*Task to complete*. Leave the pictures out, and repeat exactly every line from the one with "the mountain range" through the end of the data below.

(Material to process)

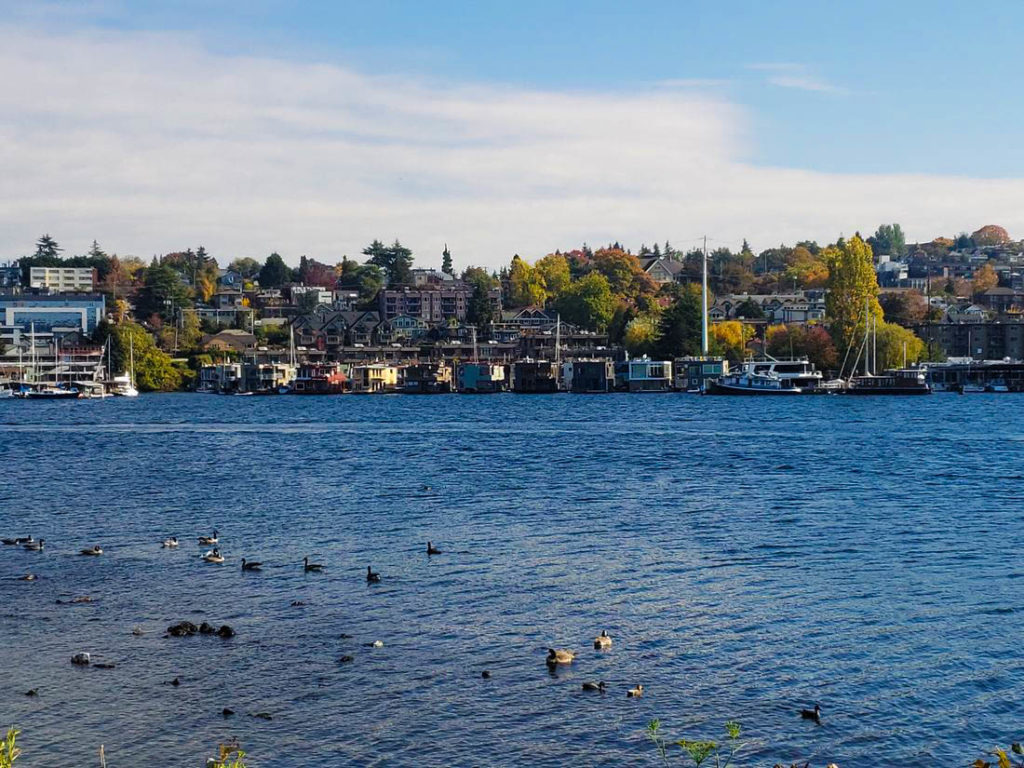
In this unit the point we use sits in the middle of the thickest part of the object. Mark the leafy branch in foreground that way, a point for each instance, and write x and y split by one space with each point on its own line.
699 751
8 749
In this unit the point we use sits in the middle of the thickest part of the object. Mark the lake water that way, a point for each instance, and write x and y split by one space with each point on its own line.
750 557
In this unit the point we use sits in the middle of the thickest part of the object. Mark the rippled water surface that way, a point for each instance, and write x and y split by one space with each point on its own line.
750 557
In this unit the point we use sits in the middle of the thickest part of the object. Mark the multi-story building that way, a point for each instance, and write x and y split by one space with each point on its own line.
61 279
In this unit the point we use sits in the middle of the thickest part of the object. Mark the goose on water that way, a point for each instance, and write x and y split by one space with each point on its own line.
560 656
814 714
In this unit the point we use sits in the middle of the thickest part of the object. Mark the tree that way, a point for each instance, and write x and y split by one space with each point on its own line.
891 342
852 288
154 370
163 292
679 329
729 339
245 266
640 336
274 271
984 279
810 341
395 260
47 248
588 302
889 241
749 309
554 270
525 285
904 307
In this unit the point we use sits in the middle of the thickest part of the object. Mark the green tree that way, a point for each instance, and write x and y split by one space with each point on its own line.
154 370
163 292
889 241
245 266
679 329
588 302
274 271
852 287
395 260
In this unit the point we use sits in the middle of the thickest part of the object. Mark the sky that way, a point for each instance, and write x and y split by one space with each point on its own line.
497 128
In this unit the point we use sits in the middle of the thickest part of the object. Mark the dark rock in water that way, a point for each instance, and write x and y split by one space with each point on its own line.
182 629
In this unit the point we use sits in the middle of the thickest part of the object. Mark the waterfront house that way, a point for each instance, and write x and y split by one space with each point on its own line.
588 376
427 378
535 377
375 378
648 376
480 378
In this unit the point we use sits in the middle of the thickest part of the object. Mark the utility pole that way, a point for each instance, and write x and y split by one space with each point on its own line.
704 302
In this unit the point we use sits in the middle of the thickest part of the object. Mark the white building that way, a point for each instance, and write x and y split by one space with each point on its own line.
61 279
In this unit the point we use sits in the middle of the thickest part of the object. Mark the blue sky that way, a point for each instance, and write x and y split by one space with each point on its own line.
905 86
312 128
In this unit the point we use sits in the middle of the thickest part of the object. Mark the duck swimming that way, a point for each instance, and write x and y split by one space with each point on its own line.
814 714
560 656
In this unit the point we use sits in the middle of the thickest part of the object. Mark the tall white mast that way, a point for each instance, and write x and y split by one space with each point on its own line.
704 303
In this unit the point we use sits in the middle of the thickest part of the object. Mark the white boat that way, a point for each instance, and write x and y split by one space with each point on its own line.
770 377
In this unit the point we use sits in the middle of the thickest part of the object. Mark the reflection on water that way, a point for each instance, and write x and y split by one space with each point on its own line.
749 557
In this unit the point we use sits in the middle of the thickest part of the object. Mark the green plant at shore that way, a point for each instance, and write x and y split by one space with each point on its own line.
1003 760
8 749
698 751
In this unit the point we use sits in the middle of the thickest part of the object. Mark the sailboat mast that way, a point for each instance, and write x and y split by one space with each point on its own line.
704 302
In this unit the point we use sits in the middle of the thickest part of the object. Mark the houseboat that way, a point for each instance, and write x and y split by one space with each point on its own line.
480 378
770 377
535 377
427 378
897 381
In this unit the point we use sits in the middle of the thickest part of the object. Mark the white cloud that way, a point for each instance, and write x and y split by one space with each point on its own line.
788 75
151 143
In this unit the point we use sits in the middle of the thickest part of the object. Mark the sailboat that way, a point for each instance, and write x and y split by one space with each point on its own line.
124 385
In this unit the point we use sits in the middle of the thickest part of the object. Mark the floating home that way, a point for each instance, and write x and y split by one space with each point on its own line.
588 376
480 378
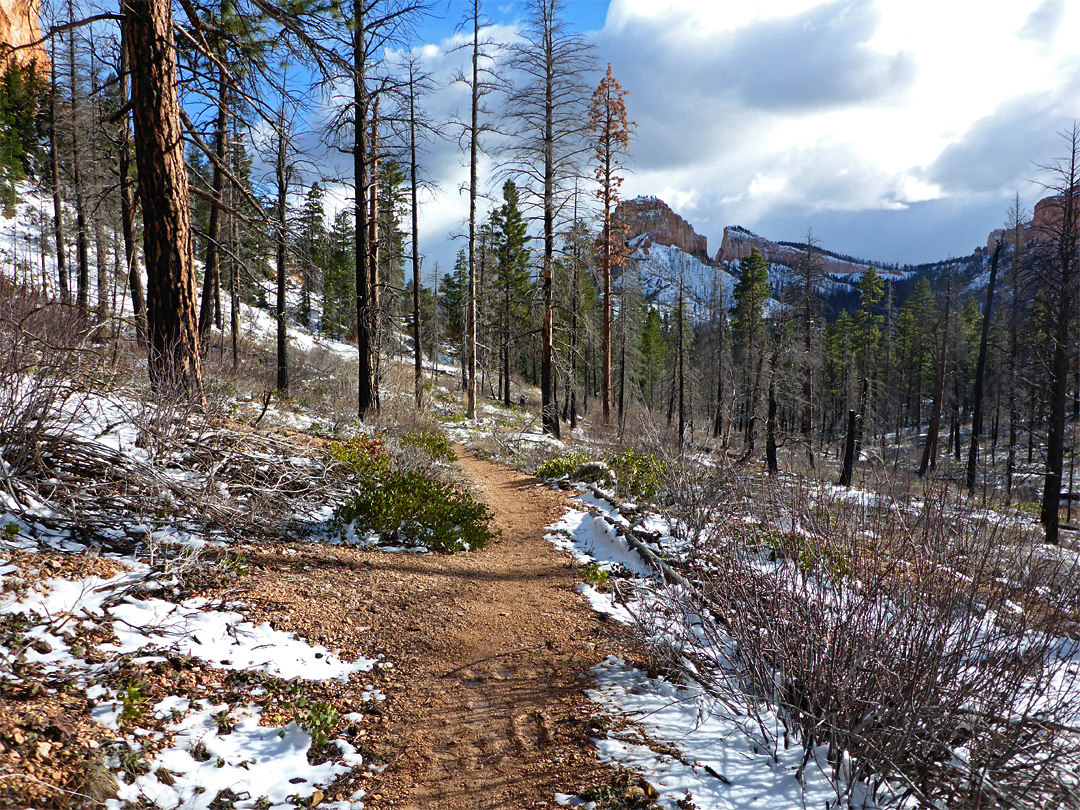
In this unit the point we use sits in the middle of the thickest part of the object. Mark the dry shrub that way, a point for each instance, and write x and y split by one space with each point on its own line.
914 646
45 363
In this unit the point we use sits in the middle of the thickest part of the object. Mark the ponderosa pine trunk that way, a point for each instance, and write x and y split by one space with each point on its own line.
210 310
282 232
173 337
473 190
365 306
57 202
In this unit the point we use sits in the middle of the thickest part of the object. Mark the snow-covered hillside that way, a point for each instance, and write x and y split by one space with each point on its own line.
663 269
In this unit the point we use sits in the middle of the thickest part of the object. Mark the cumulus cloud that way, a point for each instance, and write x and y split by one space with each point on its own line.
1000 151
1042 23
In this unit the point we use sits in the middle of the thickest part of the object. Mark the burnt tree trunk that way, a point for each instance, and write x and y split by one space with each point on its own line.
127 207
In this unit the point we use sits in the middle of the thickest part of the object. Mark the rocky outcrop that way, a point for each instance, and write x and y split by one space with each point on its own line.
738 242
18 26
652 218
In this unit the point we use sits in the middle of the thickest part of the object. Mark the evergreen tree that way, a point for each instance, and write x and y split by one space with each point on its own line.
747 328
310 238
511 277
22 93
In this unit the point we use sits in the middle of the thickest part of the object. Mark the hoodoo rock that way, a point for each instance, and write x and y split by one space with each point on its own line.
652 218
19 26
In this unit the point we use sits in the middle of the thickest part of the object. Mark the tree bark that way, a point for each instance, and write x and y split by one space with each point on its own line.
930 450
211 307
473 190
57 202
417 352
976 419
365 307
280 174
127 207
174 361
849 450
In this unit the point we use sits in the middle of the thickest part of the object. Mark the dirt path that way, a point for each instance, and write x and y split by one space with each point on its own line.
484 703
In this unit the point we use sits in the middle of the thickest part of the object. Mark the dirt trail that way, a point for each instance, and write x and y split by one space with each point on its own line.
484 703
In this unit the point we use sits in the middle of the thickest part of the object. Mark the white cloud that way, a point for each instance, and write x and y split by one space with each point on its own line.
792 110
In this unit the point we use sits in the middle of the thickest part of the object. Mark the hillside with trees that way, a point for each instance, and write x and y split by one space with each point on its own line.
293 516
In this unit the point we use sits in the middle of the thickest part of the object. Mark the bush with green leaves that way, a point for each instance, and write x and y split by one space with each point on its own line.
412 508
434 444
637 474
319 718
562 467
363 455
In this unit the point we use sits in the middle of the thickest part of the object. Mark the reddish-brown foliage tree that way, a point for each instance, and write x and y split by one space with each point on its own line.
612 131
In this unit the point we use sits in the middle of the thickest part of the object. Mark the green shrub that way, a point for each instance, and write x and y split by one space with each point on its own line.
637 475
319 718
595 576
410 507
455 417
435 445
562 467
132 698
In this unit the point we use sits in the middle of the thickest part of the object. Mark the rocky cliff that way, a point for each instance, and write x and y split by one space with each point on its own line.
738 242
652 218
18 26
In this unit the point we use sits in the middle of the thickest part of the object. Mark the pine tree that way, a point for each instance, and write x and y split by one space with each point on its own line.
511 275
549 107
310 238
174 358
607 119
747 328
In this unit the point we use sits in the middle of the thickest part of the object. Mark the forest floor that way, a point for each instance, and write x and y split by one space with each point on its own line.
485 703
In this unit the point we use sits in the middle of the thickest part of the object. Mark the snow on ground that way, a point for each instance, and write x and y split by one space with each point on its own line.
266 764
256 765
718 765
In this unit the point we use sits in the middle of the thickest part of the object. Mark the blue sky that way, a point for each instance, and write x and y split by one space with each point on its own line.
898 130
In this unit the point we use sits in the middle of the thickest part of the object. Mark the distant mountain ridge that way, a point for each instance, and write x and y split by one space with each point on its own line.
670 255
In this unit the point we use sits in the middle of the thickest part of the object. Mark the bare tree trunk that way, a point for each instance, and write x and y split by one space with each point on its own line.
417 351
281 176
55 166
976 419
849 450
365 309
127 207
174 360
473 190
930 451
770 424
211 307
374 258
82 250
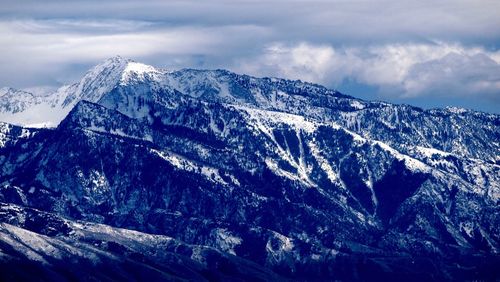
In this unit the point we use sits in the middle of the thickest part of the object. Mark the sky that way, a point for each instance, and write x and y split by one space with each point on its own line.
428 53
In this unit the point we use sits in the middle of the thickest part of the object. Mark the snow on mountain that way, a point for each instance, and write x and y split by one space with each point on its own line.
295 177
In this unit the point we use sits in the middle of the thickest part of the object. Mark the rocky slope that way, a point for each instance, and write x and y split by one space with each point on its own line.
305 182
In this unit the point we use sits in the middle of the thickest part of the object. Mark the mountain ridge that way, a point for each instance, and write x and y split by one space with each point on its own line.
299 179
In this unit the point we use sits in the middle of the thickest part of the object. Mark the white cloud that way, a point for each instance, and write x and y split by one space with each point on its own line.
402 70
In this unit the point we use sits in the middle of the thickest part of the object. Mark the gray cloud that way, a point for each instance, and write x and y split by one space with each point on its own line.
402 49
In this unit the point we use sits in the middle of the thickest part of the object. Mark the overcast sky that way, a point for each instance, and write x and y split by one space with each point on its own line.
426 53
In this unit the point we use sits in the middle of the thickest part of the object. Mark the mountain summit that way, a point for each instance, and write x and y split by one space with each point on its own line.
256 178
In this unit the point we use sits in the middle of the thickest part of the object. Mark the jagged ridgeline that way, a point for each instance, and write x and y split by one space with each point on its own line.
138 172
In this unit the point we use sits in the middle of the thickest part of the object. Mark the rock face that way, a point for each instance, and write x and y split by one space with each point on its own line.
278 179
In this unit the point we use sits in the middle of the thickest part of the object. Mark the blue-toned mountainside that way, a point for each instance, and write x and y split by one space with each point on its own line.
228 176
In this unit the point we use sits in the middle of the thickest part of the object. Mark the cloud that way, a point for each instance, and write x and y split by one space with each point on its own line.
398 48
397 70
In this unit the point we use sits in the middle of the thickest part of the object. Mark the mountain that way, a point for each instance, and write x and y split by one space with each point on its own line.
282 179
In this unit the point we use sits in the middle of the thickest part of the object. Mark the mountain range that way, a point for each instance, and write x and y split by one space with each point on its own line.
136 172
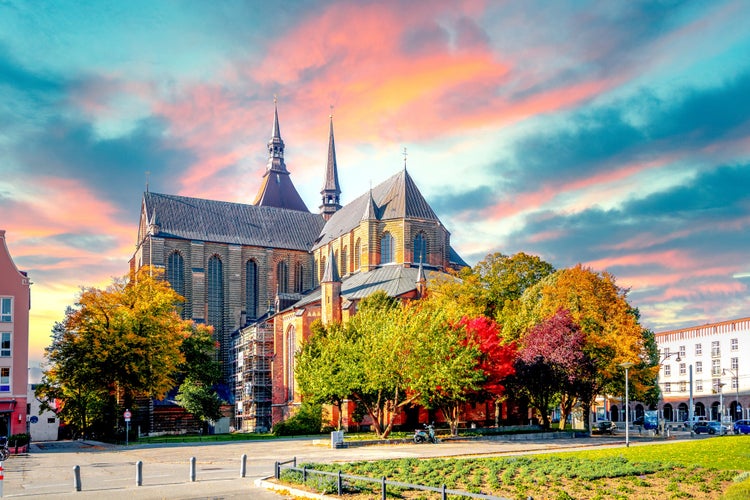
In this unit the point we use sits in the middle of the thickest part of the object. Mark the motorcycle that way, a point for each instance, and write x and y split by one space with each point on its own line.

(End Material to process)

*Worked solution*.
In this unit the point we use sits in the middle of the thickest part of the object. Mark the mountain range that way, a point for each instance, and write x and y split by one space with each point on its own line.
136 172
In this unit the point we use sits in the middle of the thickest part of the object. Mark the motorcycle that way, a point for each instance, and write x and y split by one space with each point on its own line.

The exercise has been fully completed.